→ **Your objective**
Would you return the records below character for character, without any images?

→ **Supplied material**
····················
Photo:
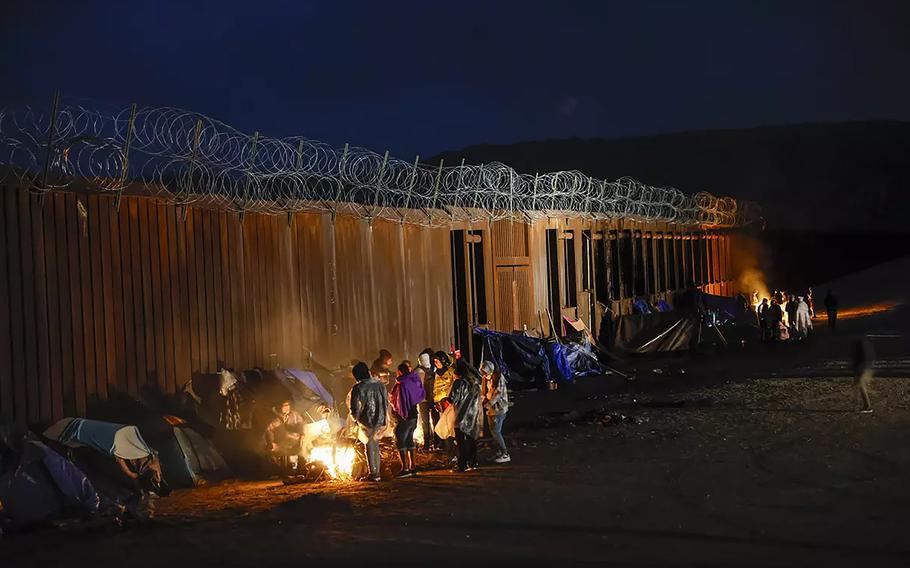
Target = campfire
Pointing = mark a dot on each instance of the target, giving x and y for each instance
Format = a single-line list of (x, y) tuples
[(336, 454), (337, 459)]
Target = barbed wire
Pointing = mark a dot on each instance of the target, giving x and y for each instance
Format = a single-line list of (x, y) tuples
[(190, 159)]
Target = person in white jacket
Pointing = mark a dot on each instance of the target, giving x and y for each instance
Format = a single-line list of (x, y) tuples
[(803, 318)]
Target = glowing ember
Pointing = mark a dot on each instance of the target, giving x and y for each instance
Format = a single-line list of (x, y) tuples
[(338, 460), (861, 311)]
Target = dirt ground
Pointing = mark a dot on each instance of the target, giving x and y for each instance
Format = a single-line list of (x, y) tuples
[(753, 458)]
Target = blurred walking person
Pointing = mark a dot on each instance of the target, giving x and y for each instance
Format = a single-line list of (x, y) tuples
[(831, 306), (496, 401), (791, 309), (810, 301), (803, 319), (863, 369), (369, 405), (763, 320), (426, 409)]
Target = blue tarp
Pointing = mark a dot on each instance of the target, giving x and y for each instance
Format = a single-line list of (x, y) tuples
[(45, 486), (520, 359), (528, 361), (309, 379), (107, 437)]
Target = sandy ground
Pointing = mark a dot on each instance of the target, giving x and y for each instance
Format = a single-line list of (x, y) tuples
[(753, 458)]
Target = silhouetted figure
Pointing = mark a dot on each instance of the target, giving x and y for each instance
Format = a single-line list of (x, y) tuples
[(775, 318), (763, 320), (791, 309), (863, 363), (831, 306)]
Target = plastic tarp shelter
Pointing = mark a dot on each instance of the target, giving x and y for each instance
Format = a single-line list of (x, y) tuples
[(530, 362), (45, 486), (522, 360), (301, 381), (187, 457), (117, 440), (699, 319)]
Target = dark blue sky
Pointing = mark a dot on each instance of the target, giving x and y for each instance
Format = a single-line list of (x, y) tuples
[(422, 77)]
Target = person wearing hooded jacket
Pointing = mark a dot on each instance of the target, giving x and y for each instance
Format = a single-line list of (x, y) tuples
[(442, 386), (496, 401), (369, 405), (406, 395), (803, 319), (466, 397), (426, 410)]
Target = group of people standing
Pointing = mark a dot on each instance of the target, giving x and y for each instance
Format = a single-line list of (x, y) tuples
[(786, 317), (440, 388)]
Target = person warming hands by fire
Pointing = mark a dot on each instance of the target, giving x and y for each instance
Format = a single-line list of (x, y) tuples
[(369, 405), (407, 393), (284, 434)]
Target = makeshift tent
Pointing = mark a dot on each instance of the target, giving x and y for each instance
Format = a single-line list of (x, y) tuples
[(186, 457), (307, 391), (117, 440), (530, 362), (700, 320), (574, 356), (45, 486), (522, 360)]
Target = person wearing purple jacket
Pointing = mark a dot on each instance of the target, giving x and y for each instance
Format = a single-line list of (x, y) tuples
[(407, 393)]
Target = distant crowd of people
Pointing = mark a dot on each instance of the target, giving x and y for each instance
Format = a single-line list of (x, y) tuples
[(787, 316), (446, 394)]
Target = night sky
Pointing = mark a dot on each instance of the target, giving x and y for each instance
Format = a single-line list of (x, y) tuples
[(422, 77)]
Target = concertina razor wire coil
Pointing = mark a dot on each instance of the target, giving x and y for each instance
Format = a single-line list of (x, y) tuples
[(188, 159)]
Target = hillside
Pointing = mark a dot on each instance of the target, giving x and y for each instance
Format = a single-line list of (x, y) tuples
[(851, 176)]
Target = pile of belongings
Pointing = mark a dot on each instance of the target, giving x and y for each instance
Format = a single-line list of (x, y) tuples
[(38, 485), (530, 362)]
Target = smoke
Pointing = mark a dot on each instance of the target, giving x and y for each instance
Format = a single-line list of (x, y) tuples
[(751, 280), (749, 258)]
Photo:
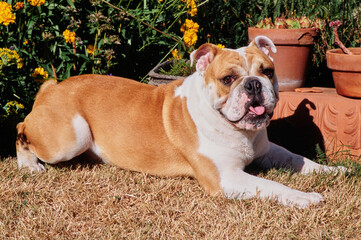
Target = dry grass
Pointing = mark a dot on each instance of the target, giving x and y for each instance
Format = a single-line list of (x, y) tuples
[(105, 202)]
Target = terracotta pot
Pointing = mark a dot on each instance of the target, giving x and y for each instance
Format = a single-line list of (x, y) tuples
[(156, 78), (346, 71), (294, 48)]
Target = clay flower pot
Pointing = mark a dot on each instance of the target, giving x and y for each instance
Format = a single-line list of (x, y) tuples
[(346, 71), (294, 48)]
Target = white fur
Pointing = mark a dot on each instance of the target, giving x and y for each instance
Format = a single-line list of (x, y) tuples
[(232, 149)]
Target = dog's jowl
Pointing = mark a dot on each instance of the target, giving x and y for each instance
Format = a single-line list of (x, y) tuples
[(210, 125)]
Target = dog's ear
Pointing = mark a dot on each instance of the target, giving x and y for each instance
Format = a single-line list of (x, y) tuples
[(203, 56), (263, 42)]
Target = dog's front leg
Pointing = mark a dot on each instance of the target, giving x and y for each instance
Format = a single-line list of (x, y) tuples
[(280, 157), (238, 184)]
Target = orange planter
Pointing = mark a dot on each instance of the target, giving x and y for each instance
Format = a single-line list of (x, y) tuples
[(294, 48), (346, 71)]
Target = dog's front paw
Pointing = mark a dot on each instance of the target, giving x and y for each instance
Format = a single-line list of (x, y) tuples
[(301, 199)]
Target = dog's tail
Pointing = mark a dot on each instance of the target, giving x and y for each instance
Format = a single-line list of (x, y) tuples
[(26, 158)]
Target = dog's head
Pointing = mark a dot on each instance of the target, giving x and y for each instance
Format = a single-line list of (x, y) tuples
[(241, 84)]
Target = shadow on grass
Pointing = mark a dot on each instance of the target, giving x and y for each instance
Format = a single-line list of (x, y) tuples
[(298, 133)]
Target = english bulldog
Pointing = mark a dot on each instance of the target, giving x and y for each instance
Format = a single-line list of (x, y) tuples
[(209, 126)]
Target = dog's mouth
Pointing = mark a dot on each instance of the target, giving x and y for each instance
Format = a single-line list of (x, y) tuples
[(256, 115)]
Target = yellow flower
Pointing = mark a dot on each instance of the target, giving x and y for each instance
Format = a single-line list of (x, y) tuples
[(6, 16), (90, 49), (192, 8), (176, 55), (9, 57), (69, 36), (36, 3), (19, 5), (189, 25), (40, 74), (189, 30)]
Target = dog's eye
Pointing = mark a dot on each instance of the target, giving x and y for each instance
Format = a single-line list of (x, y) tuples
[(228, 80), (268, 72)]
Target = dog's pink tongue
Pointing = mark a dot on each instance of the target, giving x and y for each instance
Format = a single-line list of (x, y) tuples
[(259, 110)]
····················
→ **Exercise solution**
Photo:
Target = campfire
Pointing = mark a dot on each instance of the target, giving x and y for each instance
Format = a single-line list of (x, y) tuples
[(336, 454), (337, 459)]
Target = barbed wire
Pointing = mark a dot on each instance of the target, giving x and y for each instance
Format = a single-line list of (x, y) tuples
[(190, 159)]
Target = person in white jacket
Pointing = mark a dot on each instance of the target, giving x and y for each instance
Format = a single-line list of (x, y) tuples
[(803, 318)]
Target = glowing ember
Pointing = mark a dot on each instance of the target, giving x and y for each instance
Format = a single-line list of (x, y) tuples
[(338, 460), (861, 311)]
Target = dirt ground
Pointing = mark a dot on each instance of the target, giving x and y for each instance
Format = a single-line list of (x, y) tuples
[(753, 458)]
Target = blurred walking person
Pointing = mark a dot on each instance of the target, giving x and y for each instance
Format = a single-line list of (x, y) tuples
[(831, 306), (496, 401), (791, 309), (810, 301), (803, 319), (863, 369), (369, 405), (763, 320), (426, 409)]
Target = blue tarp
Pointing = mark a dot on each instance of the target, giving x and y for each instance
Format = a single-line list of (x, y) tuples
[(45, 486), (520, 359), (528, 361), (309, 379), (107, 437)]
Target = sandy ground
Pointing = mark a dot on each instance of the target, giving x and y for each instance
Format = a single-line list of (x, y) tuples
[(753, 458)]
Target = silhouetted figure
Pointing = mark a dot on each instance of the target, giving x and y for each instance
Format = a single-line list of (x, y) tuples
[(775, 318), (763, 320), (791, 309), (863, 363), (831, 306)]
Target = plastic tarp shelter
Pointing = mark a dot on each instance of the target, giving x and y for each instance
Format = a single-line list of (x, y) tuples
[(530, 362), (45, 486), (522, 360), (301, 381), (187, 457), (117, 440), (699, 319)]
Target = dark blue sky
Pointing = mark a dot on each instance of the target, giving x and y for each instance
Format = a single-line list of (x, y) tuples
[(422, 77)]
Target = person wearing hooded jacket
Pointing = mark a dot on each instance of the target, giving x and y for each instance
Format = a single-line list of (x, y) tuples
[(442, 386), (496, 401), (369, 405), (406, 395), (803, 319), (466, 397), (426, 410)]
Target = group of people standing
Pointing = mark a dot on each instance of the target, giving x and y for each instance
Format = a single-line list of (x, y) tuples
[(786, 317), (440, 388)]
Target = person warming hands by fire
Pointing = mark a dot on each instance of the target, giving x and y for each instance
Format = a single-line list of (x, y) tuples
[(369, 405), (407, 393), (284, 434)]
Target = makeshift tent
Pointing = mark a dot on each instance of the target, giving x and y for each instance
Format = a single-line list of (x, y) tuples
[(186, 457), (307, 391), (117, 440), (530, 362), (700, 320), (574, 356), (45, 486), (522, 360)]
Target = person wearing purple jacket
Pointing = mark a dot on each instance of the target, giving x and y for each instance
Format = a single-line list of (x, y) tuples
[(407, 393)]
Target = distant crowd of people
Pointing = mark a dot on each instance of the target, giving x and y for each instance
Format = a single-line list of (x, y) tuples
[(787, 316), (446, 394)]
Target = night sky
Pointing = mark a dot on each instance of the target, giving x and y for each instance
Format = a single-line list of (x, y) tuples
[(422, 77)]
Target = concertina razor wire coil
Pointing = mark a dot on each instance of the target, giving x and y for each instance
Format = a single-line list of (x, y) tuples
[(188, 159)]
Target = hillside
Pointing = mark a dot on each instance of the target, giving x and y for each instance
Format = a single-line list of (x, y) tuples
[(851, 176)]
Target = pile of belongings
Pointing = mark a dot on each instance of the target, giving x and y for each instance
Format = a single-line list of (x, y) tuples
[(38, 485), (530, 362)]
Target = smoke
Pointing = mark a dot on each instance of the target, giving x and y for each instance
Format = a single-line list of (x, y) tuples
[(751, 280), (749, 258)]
Photo:
Target = dry grass
Pointing = mark a dot on each instance of the target, giving x and y for each instance
Format = a single-line list of (x, y) tuples
[(105, 202)]
Target = terracotta pot
Pointing = mark a dot on each instance of the target, giving x and y for each instance
Format = a single-line list of (x, y) tuples
[(156, 78), (346, 71), (294, 48)]
Target = clay flower pot
Pointing = mark a dot on each instance of the target, giving x and y for each instance
Format = a single-line list of (x, y) tuples
[(346, 71), (294, 48)]
Target = white fur
Pointing = mark a dot on each instance of the target, giving x and y for each instance
Format = a single-line list of (x, y) tuples
[(232, 149)]
Target = dog's jowl
Pointing = mark a dot on each instance of the target, giving x and y for each instance
Format = a single-line list of (x, y) tuples
[(210, 125)]
Target = dog's ear
Pointing = mark a dot on each instance of the target, giving x and y for each instance
Format = a single-line list of (x, y) tuples
[(203, 56), (263, 42)]
Target = dog's front leg
Pointing = mark a dot on each instance of the target, giving x and y for each instance
Format = a single-line list of (x, y) tuples
[(280, 157), (238, 184)]
Target = orange planter
Pointing = mark a dot on each instance of the target, giving x and y for each instance
Format = a single-line list of (x, y) tuples
[(294, 48), (346, 71)]
Target = dog's front paw
Pointing = mark a dot on each instance of the target, giving x and y for each instance
Format = a single-line list of (x, y) tuples
[(301, 199)]
Target = dog's tail
Pointing = mark a dot on each instance of the target, giving x and y for each instance
Format = a single-line list of (x, y) tuples
[(26, 158)]
Target = dog's head
Pointing = mark a dot on each instance of the target, giving x and y for each instance
Format = a single-line list of (x, y) tuples
[(241, 84)]
Target = shadow on grass
Pointing = mark a dot on each instance of the target, giving x and y for each instance
Format = a single-line list of (x, y) tuples
[(298, 133)]
Target = english bulldog
Pointing = mark a dot on each instance of the target, giving x and y for each instance
Format = a single-line list of (x, y) tuples
[(209, 126)]
Target = dog's mouth
Pointing = mark a dot on each instance of the target, giving x and y for each instance
Format = a single-line list of (x, y) tuples
[(256, 115)]
Target = yellow flower
Pointing = mark a dot on each instance of the target, giving x and y for each instance
Format = a single-line list of (x, y) tuples
[(6, 16), (90, 49), (192, 8), (176, 55), (9, 57), (69, 36), (36, 3), (19, 5), (189, 25), (40, 74), (189, 30)]
Target = dog's eye
Pointing = mark a dot on each instance of the target, giving x and y for each instance
Format = a single-line list of (x, y) tuples
[(228, 80), (268, 72)]
Target = dog's pink tongue
Pointing = mark a dot on each instance of the target, giving x and y for each instance
Format = a single-line list of (x, y) tuples
[(259, 110)]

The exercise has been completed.